ABOUT THIS TASK –
Copy out each line from the start of the material below until the line with "Target: neck", that line included.

------------------------------------------------------------------------

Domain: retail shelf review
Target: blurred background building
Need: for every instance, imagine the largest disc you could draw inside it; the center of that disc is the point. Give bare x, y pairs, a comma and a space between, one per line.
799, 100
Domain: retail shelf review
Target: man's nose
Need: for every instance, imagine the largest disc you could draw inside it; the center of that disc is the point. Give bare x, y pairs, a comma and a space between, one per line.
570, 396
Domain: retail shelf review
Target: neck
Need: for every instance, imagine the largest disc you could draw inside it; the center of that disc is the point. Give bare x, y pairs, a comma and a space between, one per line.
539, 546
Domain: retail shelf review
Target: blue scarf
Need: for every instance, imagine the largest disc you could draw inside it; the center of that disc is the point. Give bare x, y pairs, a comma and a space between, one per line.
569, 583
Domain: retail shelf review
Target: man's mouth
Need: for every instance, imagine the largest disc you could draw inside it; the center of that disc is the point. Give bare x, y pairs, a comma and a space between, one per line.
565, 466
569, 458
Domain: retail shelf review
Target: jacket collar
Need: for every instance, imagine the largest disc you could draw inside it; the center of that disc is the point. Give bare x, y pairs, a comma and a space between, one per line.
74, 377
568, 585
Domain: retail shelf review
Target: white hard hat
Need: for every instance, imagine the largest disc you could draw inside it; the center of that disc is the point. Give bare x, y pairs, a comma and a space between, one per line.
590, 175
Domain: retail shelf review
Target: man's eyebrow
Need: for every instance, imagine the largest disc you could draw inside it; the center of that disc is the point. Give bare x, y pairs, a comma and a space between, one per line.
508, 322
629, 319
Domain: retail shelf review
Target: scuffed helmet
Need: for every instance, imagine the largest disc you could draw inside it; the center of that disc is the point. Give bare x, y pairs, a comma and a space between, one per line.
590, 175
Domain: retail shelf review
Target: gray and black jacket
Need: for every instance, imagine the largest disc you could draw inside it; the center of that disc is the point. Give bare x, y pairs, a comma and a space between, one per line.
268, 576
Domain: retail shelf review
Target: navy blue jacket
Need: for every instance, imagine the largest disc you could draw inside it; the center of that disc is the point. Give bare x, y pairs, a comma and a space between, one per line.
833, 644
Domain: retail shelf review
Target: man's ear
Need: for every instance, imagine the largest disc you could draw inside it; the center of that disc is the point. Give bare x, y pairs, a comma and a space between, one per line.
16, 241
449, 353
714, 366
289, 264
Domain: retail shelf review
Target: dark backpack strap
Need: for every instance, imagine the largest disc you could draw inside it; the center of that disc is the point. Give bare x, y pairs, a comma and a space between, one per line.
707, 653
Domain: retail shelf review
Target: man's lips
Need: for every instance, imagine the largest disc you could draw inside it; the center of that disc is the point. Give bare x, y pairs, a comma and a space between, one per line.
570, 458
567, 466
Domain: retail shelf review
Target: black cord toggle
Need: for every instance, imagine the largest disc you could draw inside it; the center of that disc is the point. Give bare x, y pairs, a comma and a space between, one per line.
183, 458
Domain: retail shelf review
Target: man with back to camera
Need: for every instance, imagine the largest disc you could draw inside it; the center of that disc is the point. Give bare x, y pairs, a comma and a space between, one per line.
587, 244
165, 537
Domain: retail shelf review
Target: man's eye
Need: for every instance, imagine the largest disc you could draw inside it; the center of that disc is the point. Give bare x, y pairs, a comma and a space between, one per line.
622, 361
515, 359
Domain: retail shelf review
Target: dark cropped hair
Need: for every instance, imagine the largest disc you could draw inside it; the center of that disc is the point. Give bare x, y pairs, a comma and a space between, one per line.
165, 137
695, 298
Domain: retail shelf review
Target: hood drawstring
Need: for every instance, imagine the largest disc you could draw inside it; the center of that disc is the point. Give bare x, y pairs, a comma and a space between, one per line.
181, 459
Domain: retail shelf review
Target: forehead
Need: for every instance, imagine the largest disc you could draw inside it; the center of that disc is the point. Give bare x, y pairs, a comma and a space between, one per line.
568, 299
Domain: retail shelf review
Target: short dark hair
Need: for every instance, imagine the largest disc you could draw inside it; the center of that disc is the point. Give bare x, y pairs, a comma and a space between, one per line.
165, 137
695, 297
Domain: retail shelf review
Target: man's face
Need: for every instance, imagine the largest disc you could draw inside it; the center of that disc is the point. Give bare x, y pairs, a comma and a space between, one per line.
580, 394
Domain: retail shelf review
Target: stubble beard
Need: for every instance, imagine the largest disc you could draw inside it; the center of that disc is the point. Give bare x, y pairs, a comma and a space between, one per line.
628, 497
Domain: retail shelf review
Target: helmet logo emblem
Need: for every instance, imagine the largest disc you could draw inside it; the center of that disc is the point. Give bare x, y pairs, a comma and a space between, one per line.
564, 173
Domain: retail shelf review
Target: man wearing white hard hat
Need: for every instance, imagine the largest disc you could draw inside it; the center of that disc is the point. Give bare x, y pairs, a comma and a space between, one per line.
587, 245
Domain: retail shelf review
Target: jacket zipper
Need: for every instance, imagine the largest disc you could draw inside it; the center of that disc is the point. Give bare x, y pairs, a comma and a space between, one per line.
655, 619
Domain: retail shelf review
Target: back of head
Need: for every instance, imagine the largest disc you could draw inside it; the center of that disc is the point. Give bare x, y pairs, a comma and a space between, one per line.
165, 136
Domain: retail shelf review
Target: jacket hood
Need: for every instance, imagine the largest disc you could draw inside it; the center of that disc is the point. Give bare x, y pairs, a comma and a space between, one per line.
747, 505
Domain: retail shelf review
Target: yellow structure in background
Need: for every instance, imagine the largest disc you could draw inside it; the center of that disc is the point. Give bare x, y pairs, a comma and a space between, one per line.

------------------------------------------------------------------------

RESPONSE TO THE EXERCISE –
Domain: retail shelf review
Target: blurred background building
Need: for every instance, imagine the largest disc you could draw inside it; the center of that disc is the point. Give bare x, y pairs, a comma and a space between, one per line.
799, 100
Domain: retail shelf review
Target: man's nose
Need: for every instance, imagine the largest disc you could draw inside it; the center of that disc is the point. Give bare x, y pairs, a comma and a space between, one per line.
570, 396
Domain: retail shelf review
Target: neck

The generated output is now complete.